Raw material:
Begin
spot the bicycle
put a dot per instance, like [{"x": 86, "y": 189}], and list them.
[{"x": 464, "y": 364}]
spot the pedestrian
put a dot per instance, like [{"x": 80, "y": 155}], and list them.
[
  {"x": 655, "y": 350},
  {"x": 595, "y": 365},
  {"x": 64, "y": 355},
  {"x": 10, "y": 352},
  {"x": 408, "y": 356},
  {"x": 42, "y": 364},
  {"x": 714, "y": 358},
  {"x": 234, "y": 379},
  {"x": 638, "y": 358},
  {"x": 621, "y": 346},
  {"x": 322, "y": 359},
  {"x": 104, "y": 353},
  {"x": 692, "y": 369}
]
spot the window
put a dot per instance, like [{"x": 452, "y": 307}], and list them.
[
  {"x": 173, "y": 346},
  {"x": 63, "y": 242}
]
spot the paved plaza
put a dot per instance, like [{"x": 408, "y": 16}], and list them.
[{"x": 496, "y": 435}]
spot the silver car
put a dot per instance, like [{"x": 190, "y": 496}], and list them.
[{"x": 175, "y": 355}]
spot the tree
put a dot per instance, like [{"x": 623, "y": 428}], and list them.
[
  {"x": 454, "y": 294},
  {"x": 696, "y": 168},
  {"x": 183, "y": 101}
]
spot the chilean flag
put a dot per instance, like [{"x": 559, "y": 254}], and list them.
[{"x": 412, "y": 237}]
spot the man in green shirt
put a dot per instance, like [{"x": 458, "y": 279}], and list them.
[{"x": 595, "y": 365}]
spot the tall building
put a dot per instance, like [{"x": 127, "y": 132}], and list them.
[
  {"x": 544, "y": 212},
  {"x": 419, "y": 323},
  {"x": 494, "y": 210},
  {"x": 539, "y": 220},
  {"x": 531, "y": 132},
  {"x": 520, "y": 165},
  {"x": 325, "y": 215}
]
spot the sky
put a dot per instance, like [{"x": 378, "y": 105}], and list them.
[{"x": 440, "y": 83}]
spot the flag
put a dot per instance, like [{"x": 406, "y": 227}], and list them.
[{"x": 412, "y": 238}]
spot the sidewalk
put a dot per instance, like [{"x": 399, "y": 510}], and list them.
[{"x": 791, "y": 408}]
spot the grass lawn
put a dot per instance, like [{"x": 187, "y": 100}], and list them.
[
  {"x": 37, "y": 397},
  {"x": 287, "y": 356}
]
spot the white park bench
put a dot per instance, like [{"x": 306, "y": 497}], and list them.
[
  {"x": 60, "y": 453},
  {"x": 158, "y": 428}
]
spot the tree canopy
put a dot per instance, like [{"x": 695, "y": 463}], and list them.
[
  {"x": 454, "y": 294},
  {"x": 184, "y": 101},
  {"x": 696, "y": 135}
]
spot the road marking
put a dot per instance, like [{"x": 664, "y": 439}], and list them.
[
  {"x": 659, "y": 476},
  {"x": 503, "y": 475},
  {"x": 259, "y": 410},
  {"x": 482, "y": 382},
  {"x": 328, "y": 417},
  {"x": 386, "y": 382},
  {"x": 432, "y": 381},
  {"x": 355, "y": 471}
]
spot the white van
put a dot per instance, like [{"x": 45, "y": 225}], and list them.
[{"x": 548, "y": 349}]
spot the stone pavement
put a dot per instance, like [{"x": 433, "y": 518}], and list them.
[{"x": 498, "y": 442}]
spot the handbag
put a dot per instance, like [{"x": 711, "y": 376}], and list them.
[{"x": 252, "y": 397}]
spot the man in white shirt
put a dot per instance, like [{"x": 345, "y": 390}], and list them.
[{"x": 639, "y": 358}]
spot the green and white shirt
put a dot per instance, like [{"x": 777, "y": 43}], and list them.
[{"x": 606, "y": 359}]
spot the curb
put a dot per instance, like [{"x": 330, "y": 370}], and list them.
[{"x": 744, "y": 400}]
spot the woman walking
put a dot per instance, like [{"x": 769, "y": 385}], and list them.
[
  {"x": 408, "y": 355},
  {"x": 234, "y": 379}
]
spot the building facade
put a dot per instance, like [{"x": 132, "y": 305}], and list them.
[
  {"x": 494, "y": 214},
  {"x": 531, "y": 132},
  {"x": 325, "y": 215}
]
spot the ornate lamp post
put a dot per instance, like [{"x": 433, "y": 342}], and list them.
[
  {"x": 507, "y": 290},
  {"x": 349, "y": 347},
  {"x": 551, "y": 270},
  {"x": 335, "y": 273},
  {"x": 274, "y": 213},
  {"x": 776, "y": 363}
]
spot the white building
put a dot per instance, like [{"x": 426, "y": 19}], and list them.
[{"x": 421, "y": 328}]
End
Work required: Please pull out everything from the line containing "spot the stone pavement" down to the end of the material, and repeat those lines without any changes.

Written answer:
spot the stone pavement
put a dot per instance, like [{"x": 433, "y": 518}], and list them.
[{"x": 498, "y": 442}]
spot the handbag
put a dot per instance, like [{"x": 711, "y": 376}], and list them.
[{"x": 252, "y": 397}]
spot the man in white shirt
put a dot per instance, like [{"x": 345, "y": 390}], and list them.
[{"x": 639, "y": 358}]
spot the green and white shirt
put a dot per instance, like [{"x": 777, "y": 43}], and list them.
[{"x": 606, "y": 359}]
spot the curb
put a dot per instance, like [{"x": 330, "y": 370}], and list them.
[{"x": 744, "y": 400}]
spot the woman walking
put a dot per instance, like [{"x": 769, "y": 385}], and list them.
[
  {"x": 408, "y": 355},
  {"x": 234, "y": 379}
]
spot the building facade
put a dot per instance, like [{"x": 132, "y": 305}], and list them.
[
  {"x": 494, "y": 214},
  {"x": 531, "y": 132},
  {"x": 325, "y": 215}
]
spot the ornate lamp post
put a dot per instance, like [{"x": 433, "y": 342}], and list them.
[
  {"x": 507, "y": 290},
  {"x": 349, "y": 347},
  {"x": 551, "y": 270},
  {"x": 335, "y": 273},
  {"x": 274, "y": 213},
  {"x": 776, "y": 363}
]
spot the white building
put a dot per instance, like [{"x": 426, "y": 19}], and list them.
[{"x": 421, "y": 328}]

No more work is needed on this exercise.